• Work required: Return the listing below exactly, with the pictures dropped.

• Dataset extract:
○ ○ ○ ○
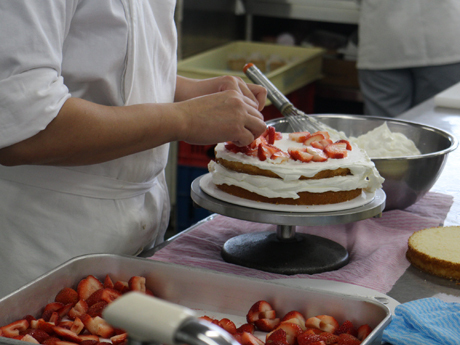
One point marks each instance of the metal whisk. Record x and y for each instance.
(298, 120)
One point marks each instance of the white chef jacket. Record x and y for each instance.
(408, 33)
(113, 52)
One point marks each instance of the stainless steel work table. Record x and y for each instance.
(415, 284)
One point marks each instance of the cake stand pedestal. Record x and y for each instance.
(286, 251)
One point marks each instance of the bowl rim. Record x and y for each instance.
(453, 140)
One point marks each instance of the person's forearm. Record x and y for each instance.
(87, 133)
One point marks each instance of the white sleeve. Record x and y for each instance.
(32, 90)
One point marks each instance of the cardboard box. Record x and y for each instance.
(302, 65)
(338, 72)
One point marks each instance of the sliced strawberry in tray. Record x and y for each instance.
(299, 137)
(87, 286)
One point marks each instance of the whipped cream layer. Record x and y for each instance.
(364, 174)
(381, 142)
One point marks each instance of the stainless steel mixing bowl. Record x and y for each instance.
(407, 179)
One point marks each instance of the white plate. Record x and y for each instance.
(210, 188)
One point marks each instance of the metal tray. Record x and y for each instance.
(209, 293)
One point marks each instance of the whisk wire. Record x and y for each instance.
(299, 121)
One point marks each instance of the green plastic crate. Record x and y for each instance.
(303, 64)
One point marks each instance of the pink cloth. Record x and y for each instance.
(377, 246)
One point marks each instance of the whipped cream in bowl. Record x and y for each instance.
(381, 142)
(409, 156)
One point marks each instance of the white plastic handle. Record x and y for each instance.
(147, 318)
○ ○ ○ ○
• Worked solution:
One point marks each instance of the metal whisk. Record x and y for each instance.
(298, 120)
One point marks each instance of the white chef jacket. Record x and y for each instance.
(408, 33)
(113, 52)
One point marks each instance of the stainless steel work table. Record x and y for each instance.
(415, 284)
One point marks each instance of the cake stand pedestal. Record x and y for each instance.
(286, 251)
One point marks each instance of the bowl rim. Record x and y for each instance.
(453, 140)
One point marks each instance of the person's forearm. Record x and y for each instance.
(87, 133)
One point marks each instance of the white sleeve. Record x and y for each instance.
(32, 90)
One point marks each instance of the cardboard box. Record x and y for each instance.
(302, 65)
(338, 72)
One point marks each instance of the sliced strawberry in tray. Record x and y for each instance.
(299, 137)
(87, 286)
One point marks each instance of the whipped cream layer. Record x and y for each instance.
(364, 174)
(381, 142)
One point marks each instance of the stainless steel mixing bowl. Record x and y for each instance.
(407, 179)
One point marks each instance of the white plate. Record x and y for each instance.
(210, 188)
One point marks each instance of the metal tray. Record x and y for each instance.
(209, 293)
One point marks each instance of the whisk wire. Record x and y for each instance.
(299, 121)
One point marks each instance of the green plastic crate. Record x and y for each instance.
(303, 64)
One point marks each instance of the pink cloth. Record x and y for each instance.
(377, 246)
One point marks each instance of the whipped cream in bowl. Record x and y for each instance.
(381, 142)
(409, 156)
One point marks each instance of the white plastic handle. Record x and y for each instance.
(147, 318)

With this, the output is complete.